What you are asked to do: Rewrite the material from the line containing "Target: waist of jeans" through the end, keeping every line, requests included. Multiply each point coordinate by 0.75 and round to the nearest whole number, with halves rounding up.

━━ Material provided ━━

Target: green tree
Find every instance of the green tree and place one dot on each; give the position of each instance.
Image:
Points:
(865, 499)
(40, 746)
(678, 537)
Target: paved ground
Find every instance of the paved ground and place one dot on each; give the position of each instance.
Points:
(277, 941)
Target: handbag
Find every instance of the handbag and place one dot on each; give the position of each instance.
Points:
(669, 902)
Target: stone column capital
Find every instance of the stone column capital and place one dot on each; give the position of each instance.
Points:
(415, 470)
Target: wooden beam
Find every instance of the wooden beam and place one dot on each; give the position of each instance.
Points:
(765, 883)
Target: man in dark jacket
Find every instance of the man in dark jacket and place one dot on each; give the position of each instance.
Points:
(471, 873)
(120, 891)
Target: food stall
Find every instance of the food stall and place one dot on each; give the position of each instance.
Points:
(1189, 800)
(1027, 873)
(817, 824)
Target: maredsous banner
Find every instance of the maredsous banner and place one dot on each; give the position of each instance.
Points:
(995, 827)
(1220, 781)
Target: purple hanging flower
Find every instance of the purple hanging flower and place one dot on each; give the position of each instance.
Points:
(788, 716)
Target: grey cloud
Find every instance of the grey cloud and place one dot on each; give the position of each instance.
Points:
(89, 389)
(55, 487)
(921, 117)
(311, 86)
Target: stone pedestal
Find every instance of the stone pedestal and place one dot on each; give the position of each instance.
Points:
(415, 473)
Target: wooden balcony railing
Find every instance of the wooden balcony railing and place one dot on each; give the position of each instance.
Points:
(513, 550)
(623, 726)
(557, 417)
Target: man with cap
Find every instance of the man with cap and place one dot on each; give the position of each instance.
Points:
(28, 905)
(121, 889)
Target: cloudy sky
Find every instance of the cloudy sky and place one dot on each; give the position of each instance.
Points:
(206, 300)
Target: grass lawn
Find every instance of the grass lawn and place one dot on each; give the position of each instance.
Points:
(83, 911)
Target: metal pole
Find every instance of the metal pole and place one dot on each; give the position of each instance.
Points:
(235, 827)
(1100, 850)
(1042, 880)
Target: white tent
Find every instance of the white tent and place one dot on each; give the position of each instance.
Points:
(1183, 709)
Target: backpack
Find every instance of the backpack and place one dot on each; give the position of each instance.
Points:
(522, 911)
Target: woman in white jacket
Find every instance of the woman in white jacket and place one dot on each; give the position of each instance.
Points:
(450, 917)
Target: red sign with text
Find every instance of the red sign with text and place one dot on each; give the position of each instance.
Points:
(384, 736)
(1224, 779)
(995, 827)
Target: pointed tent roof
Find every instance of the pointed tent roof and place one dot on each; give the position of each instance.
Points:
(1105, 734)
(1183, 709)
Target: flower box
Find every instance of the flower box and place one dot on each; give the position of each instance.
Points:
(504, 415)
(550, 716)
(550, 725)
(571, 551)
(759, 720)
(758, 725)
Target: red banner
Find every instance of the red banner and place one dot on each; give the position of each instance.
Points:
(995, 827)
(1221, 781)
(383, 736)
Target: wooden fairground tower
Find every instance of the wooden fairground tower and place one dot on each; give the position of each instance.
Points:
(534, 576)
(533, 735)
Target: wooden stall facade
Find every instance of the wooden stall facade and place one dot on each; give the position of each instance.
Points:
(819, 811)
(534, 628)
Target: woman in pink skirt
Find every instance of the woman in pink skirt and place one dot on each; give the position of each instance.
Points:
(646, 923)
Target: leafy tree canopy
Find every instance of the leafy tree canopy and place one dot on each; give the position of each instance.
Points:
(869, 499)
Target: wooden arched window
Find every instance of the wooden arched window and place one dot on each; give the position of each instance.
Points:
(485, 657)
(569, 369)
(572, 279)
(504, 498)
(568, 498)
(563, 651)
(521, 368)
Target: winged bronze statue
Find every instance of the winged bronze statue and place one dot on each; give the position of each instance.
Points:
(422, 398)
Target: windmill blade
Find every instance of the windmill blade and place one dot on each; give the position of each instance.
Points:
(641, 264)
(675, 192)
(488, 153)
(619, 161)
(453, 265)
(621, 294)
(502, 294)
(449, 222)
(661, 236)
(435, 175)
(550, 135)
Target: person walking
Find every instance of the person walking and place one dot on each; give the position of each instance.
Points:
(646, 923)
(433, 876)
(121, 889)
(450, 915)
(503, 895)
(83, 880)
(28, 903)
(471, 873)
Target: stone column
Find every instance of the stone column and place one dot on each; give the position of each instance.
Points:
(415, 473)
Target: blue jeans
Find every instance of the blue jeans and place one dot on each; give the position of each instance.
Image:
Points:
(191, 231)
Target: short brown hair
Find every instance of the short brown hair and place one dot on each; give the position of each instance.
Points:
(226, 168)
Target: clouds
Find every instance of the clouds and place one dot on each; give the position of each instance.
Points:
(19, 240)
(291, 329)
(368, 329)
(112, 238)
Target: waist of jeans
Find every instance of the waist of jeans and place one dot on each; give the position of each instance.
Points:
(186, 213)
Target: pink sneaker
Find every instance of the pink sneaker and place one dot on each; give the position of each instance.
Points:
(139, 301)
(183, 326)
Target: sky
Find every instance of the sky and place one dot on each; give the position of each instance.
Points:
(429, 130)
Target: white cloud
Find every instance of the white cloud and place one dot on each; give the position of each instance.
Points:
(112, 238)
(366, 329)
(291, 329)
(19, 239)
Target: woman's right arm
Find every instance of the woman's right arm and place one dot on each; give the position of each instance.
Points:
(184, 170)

━━━

Reply to the task:
Target: waist of jeans
Find every instance of the waist of jeans and place one dot on each; give the position of each instance.
Points:
(140, 160)
Target: pink sneaker
Find every instance of the pink sneaker and place one dot on each; give the position of each instance.
Points:
(104, 226)
(137, 245)
Target: sky
Find every instance of the sky and place one dot on each; give the position of each instance.
Points:
(322, 98)
Target: white cloud
Find every instance of the white cloud and place one dot on each; give the position of each instance.
Points:
(84, 179)
(275, 247)
(218, 247)
(14, 179)
Target: woman's right arm
Find every instance of the woman's right arm and place one dot on each; give the position of each instance.
Points:
(138, 128)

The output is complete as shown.